Exercises to complete
1. Please rewrite the paragraph in the Box-Cox lambda text that begins "This structured approach" more briefly, keeping its main facts.
2. Say whether each statement agrees with the Box-Cox lambda text, answering yes or no and quoting the words of the text that decide it: (a) Delta Lake's version control lets you track changes to lambda values. (b) The Box-Cox transformation is non-parametric. (c) The code converts the PySpark DataFrame to pandas for the Box-Cox calculation.
3. Reproduce the part of the Box-Cox lambda text that opens with the words containing "Storing lambda values" and closes with "and deployments aligned.".

Storing lambda values for Box-Cox transformations in a dedicated Delta table ensures consistency, reproducibility, and efficiency across our ML pipeline. Since the Box-Cox transformation is parametric, meaning it depends on the estimated lambda to stabilize variance and normalize data, computing these values once prevents discrepancies between training and inference. By storing them in a Delta table, you:
- Ensure Consistency – The same lambda values are used across different pipeline stages, avoiding mismatches that could degrade model performance.
- Improve Reproducibility – Enables easy retrieval of precomputed lambda values for future transformations, keeping experiments and deployments aligned.
- Enhance Efficiency – Avoids redundant recomputation, reducing computational overhead when processing large datasets in Databricks.
- Enable Auditing & Versioning – Delta Lake’s built-in version control allows tracking changes to lambda values, making it easier to debug and maintain transformations over time.

This structured approach supports scalable and production-ready ML workflows, ensuring that your transformed features remain stable and reliable throughout model development and deployment.

In simpler terms, doing it once means it's done the same way every time and can be applied in the future with expected (idempotent) results

In [0]:
from pyspark.sql import functions as F
from pyspark.sql.types import StructType, StructField, StringType, DoubleType
import pandas as pd
from scipy.stats import boxcox, yeojohnson

#Convert PySpark DF to Pandas for Box-Cox Calculation
df_pd = df.select("yield_bbl", "precipitation", "temperature").toPandas()

Rows
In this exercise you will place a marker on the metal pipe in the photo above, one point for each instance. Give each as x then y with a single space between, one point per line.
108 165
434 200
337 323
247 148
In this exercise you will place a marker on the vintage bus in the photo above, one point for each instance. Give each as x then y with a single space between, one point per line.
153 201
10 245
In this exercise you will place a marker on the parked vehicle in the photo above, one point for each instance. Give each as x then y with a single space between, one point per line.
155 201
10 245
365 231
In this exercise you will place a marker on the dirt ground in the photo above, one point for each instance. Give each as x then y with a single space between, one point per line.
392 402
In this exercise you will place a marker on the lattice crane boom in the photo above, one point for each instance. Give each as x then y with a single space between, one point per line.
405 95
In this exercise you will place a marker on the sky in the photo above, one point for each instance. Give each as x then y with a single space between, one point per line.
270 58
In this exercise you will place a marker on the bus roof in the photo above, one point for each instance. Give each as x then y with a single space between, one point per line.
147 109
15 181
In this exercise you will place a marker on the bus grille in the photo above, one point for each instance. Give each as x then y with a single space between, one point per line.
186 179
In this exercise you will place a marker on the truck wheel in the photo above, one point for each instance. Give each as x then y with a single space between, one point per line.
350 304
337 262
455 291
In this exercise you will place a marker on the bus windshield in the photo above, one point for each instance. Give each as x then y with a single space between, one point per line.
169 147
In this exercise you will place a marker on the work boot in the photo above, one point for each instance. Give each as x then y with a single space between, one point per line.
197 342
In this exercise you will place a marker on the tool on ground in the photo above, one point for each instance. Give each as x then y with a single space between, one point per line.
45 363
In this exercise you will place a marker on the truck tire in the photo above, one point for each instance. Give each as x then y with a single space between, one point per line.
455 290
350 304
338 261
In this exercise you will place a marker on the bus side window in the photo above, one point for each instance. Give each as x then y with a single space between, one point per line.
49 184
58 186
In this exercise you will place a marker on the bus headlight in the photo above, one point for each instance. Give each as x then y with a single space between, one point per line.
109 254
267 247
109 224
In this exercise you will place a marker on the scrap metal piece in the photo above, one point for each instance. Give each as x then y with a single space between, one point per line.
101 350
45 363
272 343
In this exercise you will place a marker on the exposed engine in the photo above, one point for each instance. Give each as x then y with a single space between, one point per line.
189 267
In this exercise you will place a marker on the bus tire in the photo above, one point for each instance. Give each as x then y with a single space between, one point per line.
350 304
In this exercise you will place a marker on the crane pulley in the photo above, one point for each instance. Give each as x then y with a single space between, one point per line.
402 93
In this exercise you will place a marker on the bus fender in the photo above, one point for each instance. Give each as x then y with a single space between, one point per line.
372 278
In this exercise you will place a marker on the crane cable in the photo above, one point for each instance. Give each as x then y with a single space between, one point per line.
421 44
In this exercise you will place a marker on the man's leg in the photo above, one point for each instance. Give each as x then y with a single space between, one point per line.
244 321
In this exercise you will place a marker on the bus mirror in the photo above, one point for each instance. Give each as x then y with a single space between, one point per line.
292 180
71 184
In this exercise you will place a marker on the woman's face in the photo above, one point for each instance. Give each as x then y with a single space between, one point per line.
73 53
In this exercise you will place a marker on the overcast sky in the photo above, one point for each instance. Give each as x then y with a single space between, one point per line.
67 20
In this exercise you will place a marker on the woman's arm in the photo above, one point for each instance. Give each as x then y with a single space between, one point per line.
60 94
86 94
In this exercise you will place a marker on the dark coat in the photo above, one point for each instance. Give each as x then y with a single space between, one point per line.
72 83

Solution set
1. This approach makes ML workflows scalable and production-ready and keeps transformed features stable and reliable from model development through deployment.

2.
(a) Yes: "Delta Lake’s built-in version control allows tracking changes to lambda values"
(b) No: "the Box-Cox transformation is parametric"
(c) Yes: "#Convert PySpark DF to Pandas for Box-Cox Calculation"

3.
Storing lambda values for Box-Cox transformations in a dedicated Delta table ensures consistency, reproducibility, and efficiency across our ML pipeline. Since the Box-Cox transformation is parametric, meaning it depends on the estimated lambda to stabilize variance and normalize data, computing these values once prevents discrepancies between training and inference. By storing them in a Delta table, you:
- Ensure Consistency – The same lambda values are used across different pipeline stages, avoiding mismatches that could degrade model performance.
- Improve Reproducibility – Enables easy retrieval of precomputed lambda values for future transformations, keeping experiments and deployments aligned.